- _WHAT THIS EXERCISE ASKS_
1) According to the Beacon article, which award did Flannery O'Connor win for "The Complete Stories"?
2) Copy the passage of the Beacon article starting at "As part of a" and ending at "and Cara Poor.".
3) Carry on the Beacon article about professors' favorite books from the point where it stops.

Media Credit: Jennifer Ng / The Beacon

As part of a four-part series, The Beacon spoke to professors about the books that impacted them most. Last time, The Beacon spoke to professors Jen McDaneld and Matthew Warshawsky about feminism and satire. 

Part three features professors Patrick Hannon and Cara Poor. 

Father Patrick Hannon, English professor 

“The Complete Stories” by Flannery O’Connor 

"The Complete Stories" is a collection of works by O'Connor that explore the darker sides of human nature in the context of the Civil Rights Movement.

by Jennifer Ng / The Beacon

Hannon’s first thought when contemplating his favorite book was the Bible. For Hannon, the Bible is a library of books that have deeply affected his life. After the Bible, Hannon chose Flannery O’Connor’s “The Complete Stories,” a collection of short stories about people living in the south during the Jim Crow laws and the civil rights movement. O’Connor is a southern Catholic writer, who won the National Book Award for “The Complete Stories” when it came out in 1971. 

According to Hannon, O’Connor portrays a grotesque side of human nature. 

“She is doing a stress test on these particular truth positions of Christian faith,” Hannon said. “The stories are set in the south, and she always calls it Christ-haunted south. During the civil right movement and the time of Jim Crow laws, we come face to face with the ugly side of human nature. Is God still in those places where we are most ugly and most broken? That’s why these stories had a huge impact on me as a thinker, as a writer, as a priest, as a confessor, it’s made all the more non-judgemental when it comes to the human.” 

Hannon has used a few of O’Connor’s stories in his Thinking Through Literature class and said that he would recommend all students to read it. 

“If you want to get a glimpse at a different world, through a different lens from kind of a gritty and daring faith. One that is still willing to hold onto the idea that human beings are essentially still good, despite the fact that we can be pretty crappy to each other,” Hannon said. “This is a book of more hope, that is rooted in the real world.”

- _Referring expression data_
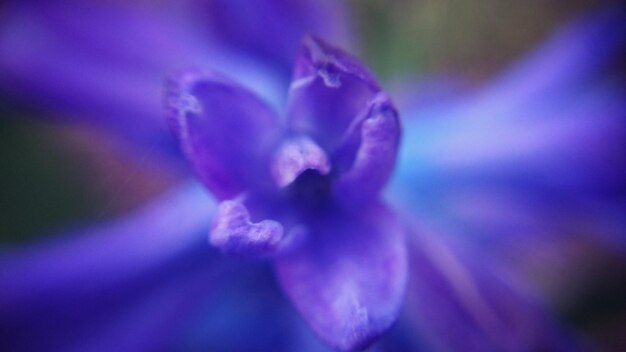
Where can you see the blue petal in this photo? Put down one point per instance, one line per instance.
(57, 294)
(103, 63)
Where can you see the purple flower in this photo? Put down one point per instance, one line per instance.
(305, 191)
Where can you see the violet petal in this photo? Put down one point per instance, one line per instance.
(238, 23)
(347, 277)
(224, 130)
(374, 160)
(235, 233)
(329, 90)
(295, 156)
(103, 63)
(55, 293)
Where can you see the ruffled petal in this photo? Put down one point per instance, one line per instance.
(56, 294)
(378, 139)
(103, 63)
(458, 303)
(347, 276)
(329, 91)
(525, 166)
(225, 131)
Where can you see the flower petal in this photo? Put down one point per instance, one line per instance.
(67, 58)
(57, 293)
(347, 277)
(378, 139)
(224, 130)
(329, 91)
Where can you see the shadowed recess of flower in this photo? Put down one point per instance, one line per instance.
(103, 63)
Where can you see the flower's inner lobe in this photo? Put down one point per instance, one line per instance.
(296, 156)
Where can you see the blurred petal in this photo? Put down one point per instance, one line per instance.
(224, 130)
(247, 304)
(458, 303)
(329, 91)
(234, 233)
(238, 22)
(68, 56)
(55, 293)
(526, 165)
(347, 278)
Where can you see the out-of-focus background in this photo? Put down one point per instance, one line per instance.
(55, 175)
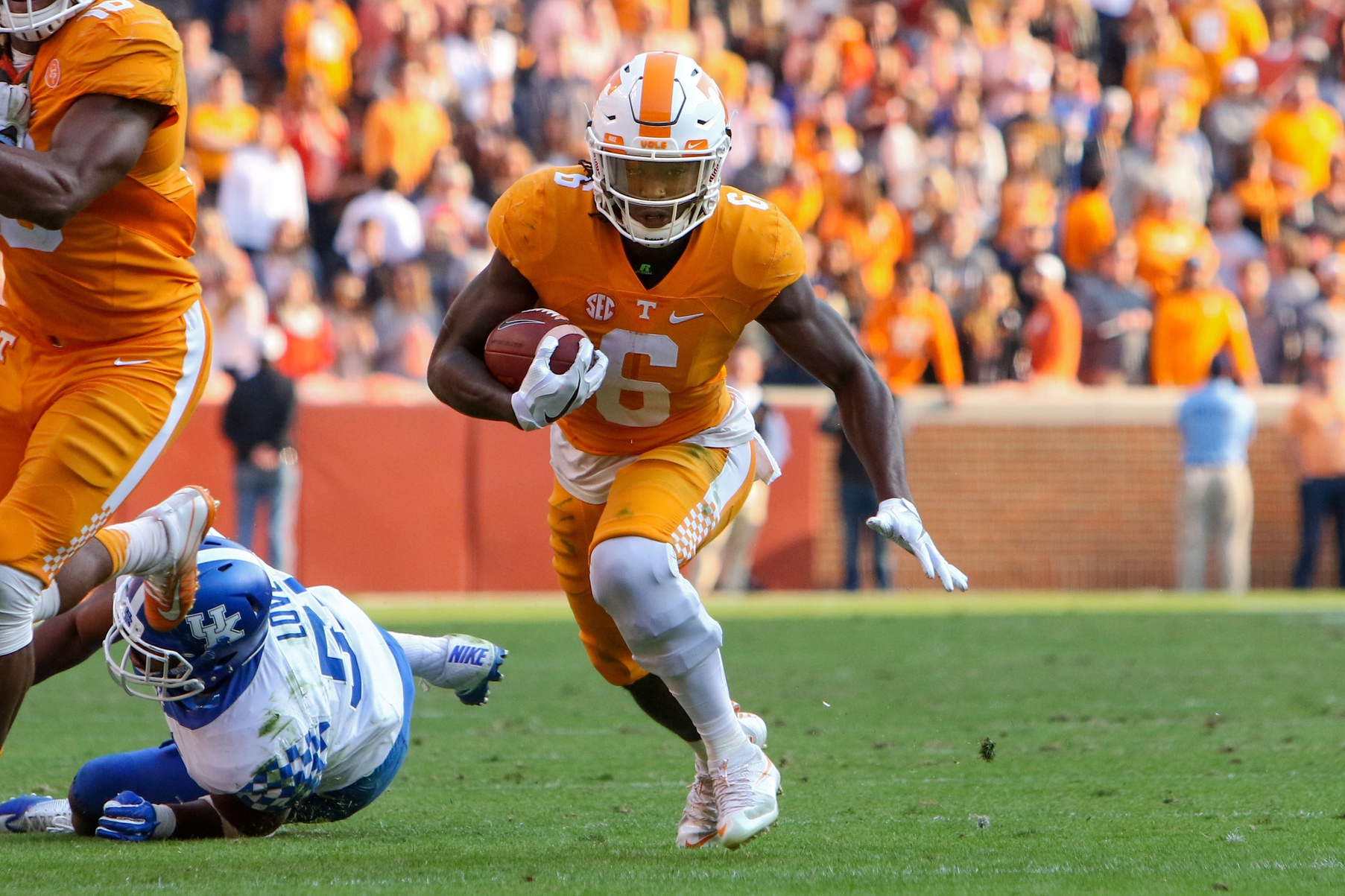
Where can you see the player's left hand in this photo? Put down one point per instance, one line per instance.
(128, 817)
(13, 113)
(899, 521)
(546, 395)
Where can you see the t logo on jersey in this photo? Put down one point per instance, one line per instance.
(600, 307)
(222, 630)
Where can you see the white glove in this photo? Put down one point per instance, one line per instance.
(899, 521)
(13, 113)
(546, 395)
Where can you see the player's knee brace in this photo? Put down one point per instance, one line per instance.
(20, 595)
(659, 614)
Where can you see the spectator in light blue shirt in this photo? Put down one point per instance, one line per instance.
(1216, 424)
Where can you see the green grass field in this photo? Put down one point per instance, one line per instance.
(1159, 747)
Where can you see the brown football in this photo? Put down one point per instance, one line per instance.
(511, 346)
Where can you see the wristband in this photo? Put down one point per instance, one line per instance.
(167, 822)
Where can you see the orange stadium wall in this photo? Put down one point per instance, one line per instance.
(1022, 492)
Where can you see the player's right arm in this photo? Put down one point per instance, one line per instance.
(95, 145)
(458, 375)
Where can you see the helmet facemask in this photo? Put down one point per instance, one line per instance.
(677, 188)
(35, 26)
(145, 670)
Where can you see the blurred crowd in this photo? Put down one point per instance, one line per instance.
(1047, 191)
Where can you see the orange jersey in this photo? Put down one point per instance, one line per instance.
(1165, 247)
(1191, 328)
(1054, 333)
(404, 135)
(876, 244)
(1305, 140)
(210, 127)
(903, 334)
(120, 268)
(800, 202)
(666, 345)
(1223, 30)
(1089, 228)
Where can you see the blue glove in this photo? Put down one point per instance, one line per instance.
(128, 817)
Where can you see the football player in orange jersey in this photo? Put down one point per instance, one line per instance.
(663, 268)
(104, 343)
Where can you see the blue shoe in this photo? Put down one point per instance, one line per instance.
(469, 667)
(34, 814)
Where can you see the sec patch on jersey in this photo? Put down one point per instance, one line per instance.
(513, 345)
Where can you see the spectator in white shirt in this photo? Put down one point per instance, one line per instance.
(482, 61)
(262, 186)
(399, 221)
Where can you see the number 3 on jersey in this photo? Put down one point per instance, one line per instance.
(656, 400)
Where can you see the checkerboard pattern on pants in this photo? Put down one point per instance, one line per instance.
(291, 777)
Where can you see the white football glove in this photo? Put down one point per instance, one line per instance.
(13, 113)
(545, 395)
(899, 521)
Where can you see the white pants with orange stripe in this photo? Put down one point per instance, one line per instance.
(80, 427)
(619, 544)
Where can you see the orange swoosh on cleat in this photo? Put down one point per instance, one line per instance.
(162, 612)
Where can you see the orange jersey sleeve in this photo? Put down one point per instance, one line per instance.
(666, 345)
(120, 268)
(1055, 335)
(1241, 342)
(1161, 349)
(1089, 228)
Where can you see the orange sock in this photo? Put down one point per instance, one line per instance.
(116, 542)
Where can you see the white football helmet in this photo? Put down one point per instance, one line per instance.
(658, 136)
(39, 22)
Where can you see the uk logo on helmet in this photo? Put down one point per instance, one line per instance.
(221, 630)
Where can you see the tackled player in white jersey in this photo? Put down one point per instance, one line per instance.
(285, 704)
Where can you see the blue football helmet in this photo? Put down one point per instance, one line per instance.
(224, 632)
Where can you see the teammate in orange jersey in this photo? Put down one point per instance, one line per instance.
(663, 268)
(104, 345)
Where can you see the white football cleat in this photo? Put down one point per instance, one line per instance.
(700, 825)
(745, 797)
(35, 814)
(171, 585)
(469, 667)
(700, 819)
(753, 727)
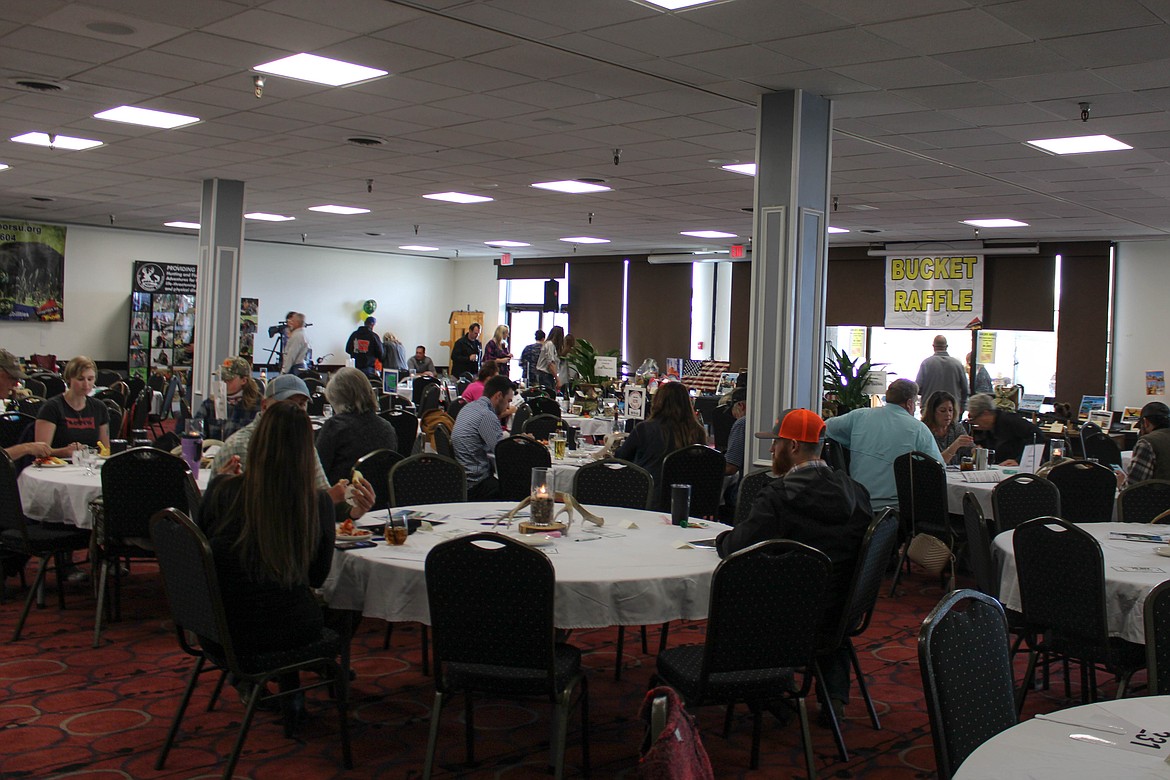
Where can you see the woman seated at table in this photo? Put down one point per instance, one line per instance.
(940, 416)
(1004, 432)
(242, 401)
(74, 419)
(670, 426)
(272, 535)
(355, 429)
(475, 390)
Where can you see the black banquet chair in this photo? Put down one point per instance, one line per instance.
(765, 606)
(701, 468)
(967, 676)
(1087, 490)
(1141, 502)
(613, 482)
(1020, 497)
(491, 614)
(197, 606)
(42, 540)
(427, 478)
(516, 456)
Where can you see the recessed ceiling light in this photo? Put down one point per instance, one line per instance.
(996, 223)
(339, 209)
(708, 234)
(319, 70)
(1078, 144)
(268, 218)
(458, 198)
(56, 142)
(149, 117)
(571, 186)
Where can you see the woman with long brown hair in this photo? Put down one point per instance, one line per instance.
(670, 426)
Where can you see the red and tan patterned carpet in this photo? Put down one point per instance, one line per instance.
(68, 710)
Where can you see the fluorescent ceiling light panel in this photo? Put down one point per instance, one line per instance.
(458, 198)
(146, 117)
(319, 70)
(1079, 144)
(996, 223)
(708, 234)
(571, 186)
(339, 209)
(56, 142)
(268, 218)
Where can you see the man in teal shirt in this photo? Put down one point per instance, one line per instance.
(876, 436)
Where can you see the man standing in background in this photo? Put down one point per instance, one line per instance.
(942, 372)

- _REPLIES_
1) The National Book Award.

2)
As part of a four-part series, The Beacon spoke to professors about the books that impacted them most. Last time, The Beacon spoke to professors Jen McDaneld and Matthew Warshawsky about feminism and satire. 

Part three features professors Patrick Hannon and Cara Poor.

3)
"Born to Run" by Christopher McDougall is a special book to civil engineering professor Cara Poor, who is a runner herself.

by Jennifer Ng / The Beacon

Cara Poor, Civil Engineering professor

“Born to Run,” Christopher McDougall

"Born to Run" is a non-fiction book that explores running through the lenses of Western society and the Mexican Tarahumara tribe.

by Jennifer Ng / The Beacon

This non-fiction book by McDougall is about ultra runners and their love of running. It discusses the spirituality of running and how there are more than just physical benefits. Poor herself runs three miles every morning and has done three half marathons in the past four years. 

“I find running to be physically a good thing, but it’s also a time mentally to clear my head,” Poor said. “You become in tune with your body. This makes me healthy mentally and physically.” 

The book examines ultra-running through the lens of the Tarahumara tribe, who are Native to Chihuahua, Mexico. They are known for being ultra runners, who make their running shoes out of rope and old tires and eat cornmeal for energy. McDougall tells a story about how the Tarahumara tribe beat ultra runners with advanced gear and proteins in a race.

“It’s not only a celebration of the human body and what it can but also this isolated culture, living in a canyon in Mexico, that nobody really knows about, and the things that they can do,” Poor said.